───── DADOS A PROCESSAR

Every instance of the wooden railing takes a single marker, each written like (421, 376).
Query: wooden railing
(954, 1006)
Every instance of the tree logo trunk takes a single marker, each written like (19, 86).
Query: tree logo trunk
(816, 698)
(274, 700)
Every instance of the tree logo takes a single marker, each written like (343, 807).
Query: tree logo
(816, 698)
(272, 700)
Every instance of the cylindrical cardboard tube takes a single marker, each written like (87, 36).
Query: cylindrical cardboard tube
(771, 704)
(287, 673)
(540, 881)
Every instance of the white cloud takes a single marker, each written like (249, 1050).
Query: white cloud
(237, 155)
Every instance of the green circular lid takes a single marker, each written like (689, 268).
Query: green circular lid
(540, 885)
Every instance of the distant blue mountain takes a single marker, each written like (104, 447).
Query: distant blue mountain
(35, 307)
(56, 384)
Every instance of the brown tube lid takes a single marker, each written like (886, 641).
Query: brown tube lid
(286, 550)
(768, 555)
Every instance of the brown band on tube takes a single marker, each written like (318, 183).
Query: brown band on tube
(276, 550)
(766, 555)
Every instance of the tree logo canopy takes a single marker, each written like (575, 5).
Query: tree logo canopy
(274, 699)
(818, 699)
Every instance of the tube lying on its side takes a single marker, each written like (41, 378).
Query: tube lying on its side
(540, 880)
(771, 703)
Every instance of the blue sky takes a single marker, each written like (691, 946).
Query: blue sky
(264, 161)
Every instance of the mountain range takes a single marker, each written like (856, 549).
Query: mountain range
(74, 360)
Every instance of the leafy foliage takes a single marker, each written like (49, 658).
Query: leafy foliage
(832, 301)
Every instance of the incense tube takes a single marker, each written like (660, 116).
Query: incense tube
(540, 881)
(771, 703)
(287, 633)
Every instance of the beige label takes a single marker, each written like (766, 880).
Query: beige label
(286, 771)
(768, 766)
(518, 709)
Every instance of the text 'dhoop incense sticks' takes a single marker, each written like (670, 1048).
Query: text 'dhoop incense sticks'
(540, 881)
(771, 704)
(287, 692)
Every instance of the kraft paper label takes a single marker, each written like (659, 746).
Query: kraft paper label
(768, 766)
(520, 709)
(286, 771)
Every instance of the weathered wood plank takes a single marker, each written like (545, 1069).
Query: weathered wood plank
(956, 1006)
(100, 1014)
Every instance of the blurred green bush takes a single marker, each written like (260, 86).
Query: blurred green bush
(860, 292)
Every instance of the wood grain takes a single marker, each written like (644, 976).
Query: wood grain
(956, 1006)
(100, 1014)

──────────

Reproduza todas as linhas acima, da primeira à última, sem alterar nenhum caractere.

(RESPOSTA COMPLETA)
Every instance of the wooden railing takes a single marker, each written like (421, 376).
Query: wooden railing
(954, 1006)
Every instance of the tree logo trunk takes a single marker, each written like (19, 86).
Query: tree logo trunk
(816, 698)
(274, 700)
Every instance of the tree logo takes a single marker, each written like (343, 807).
Query: tree logo
(816, 698)
(272, 700)
Every instance of the cylindrical cardboard tube takes a single marker, each written like (87, 36).
Query: cylindrical cardboard tube
(771, 704)
(287, 673)
(540, 881)
Every instance of the white cloud takes a single marker, each written like (249, 1050).
Query: white cloud
(237, 155)
Every instance of the green circular lid takes a single marker, each written like (689, 268).
Query: green circular lid
(540, 885)
Every instance of the distant blue mountain takes a single marker, each written like (104, 447).
Query: distant blue mountain
(35, 307)
(56, 384)
Every instance of the brown tube lid takes a single marker, each written like (886, 641).
Query: brown tube lid
(286, 550)
(768, 555)
Every instance of the brown band on tube takes a single marker, each written like (318, 183).
Query: brown band on tube
(276, 550)
(766, 555)
Every instance of the tree logo canopy takes a single marker, each written like (575, 5).
Query: tree logo canopy
(274, 699)
(818, 699)
Every instance of the tube lying on its side takes a single marker, each written like (41, 378).
Query: tube lying on its side
(540, 880)
(771, 703)
Every instance of the blue sky takes a single marker, each written like (691, 946).
Query: blue sky
(264, 161)
Every instance of the mountain range takes a single marker, each written like (856, 549).
Query: mountain range
(74, 360)
Every instance of the leafy foliage takes a single marker, each written like (49, 658).
Query: leafy foliage
(832, 301)
Every instance of the incense tube takes a single marker, each written like (660, 116).
Query: incense tube
(540, 881)
(771, 703)
(287, 633)
Every instance of the beige label takes a single marker, each written like (766, 880).
Query: beige label
(286, 771)
(768, 766)
(518, 709)
Every instance of the text 'dhoop incense sticks' takes a single marker, each written like (670, 1048).
Query: text 'dhoop incense sticks'
(540, 881)
(771, 704)
(287, 692)
Every instance of the kraft paper label takes a single marker, each written like (659, 746).
Query: kraft paper label
(768, 766)
(520, 709)
(286, 771)
Every instance of the weathered wood plank takes a single marker, each written like (545, 1069).
Query: weathered wood plank
(956, 1006)
(100, 1014)
Every instance of the blurred green bush takes a single marker, each written like (260, 86).
Query: blurred green bush
(860, 292)
Every instance of the wood grain takes a single marker, each written like (644, 976).
Query: wood grain
(956, 1006)
(100, 1014)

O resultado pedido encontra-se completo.